Entretien avec Hua Rui
Wenshu Ding

Wenshu Ding1 : Bonjour M. Hua Rui2, merci de votre participation à notre enquête sur le design et sa pratique. Vous êtes le fondateur de l'agence de design et culture Afterwards et travaillez dans le domaine du design, de la curation et de la rédaction pour la plateforme Afterwards. Vous avez, entre autres, travaillé dans les studios des designers Faye Toogood et Pierre Yovanovitch. Pourriez-vous tout d’abord nous présenter en quelques mots la formation en design que vous avez suivie ? Y a-t-il un décalage entre votre formation et le métier de designer tel que vous l’exercez ?

■ Consigne écrite ■
Recopiez le passage de l'entretien avec Hua Rui commençant par "Entretien avec Hua" et se poursuivant jusqu'à "que vous l’exercez ?", en remplaçant "enquête" par "étude".

■ Extrait de données ■
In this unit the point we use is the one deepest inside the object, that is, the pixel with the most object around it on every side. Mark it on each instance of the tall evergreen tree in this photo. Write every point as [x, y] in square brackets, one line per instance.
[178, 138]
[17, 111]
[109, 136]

■ Corrigé de l'exercice ■
Entretien avec Hua Rui
Wenshu Ding

Wenshu Ding1 : Bonjour M. Hua Rui2, merci de votre participation à notre étude sur le design et sa pratique. Vous êtes le fondateur de l'agence de design et culture Afterwards et travaillez dans le domaine du design, de la curation et de la rédaction pour la plateforme Afterwards. Vous avez, entre autres, travaillé dans les studios des designers Faye Toogood et Pierre Yovanovitch. Pourriez-vous tout d’abord nous présenter en quelques mots la formation en design que vous avez suivie ? Y a-t-il un décalage entre votre formation et le métier de designer tel que vous l’exercez ?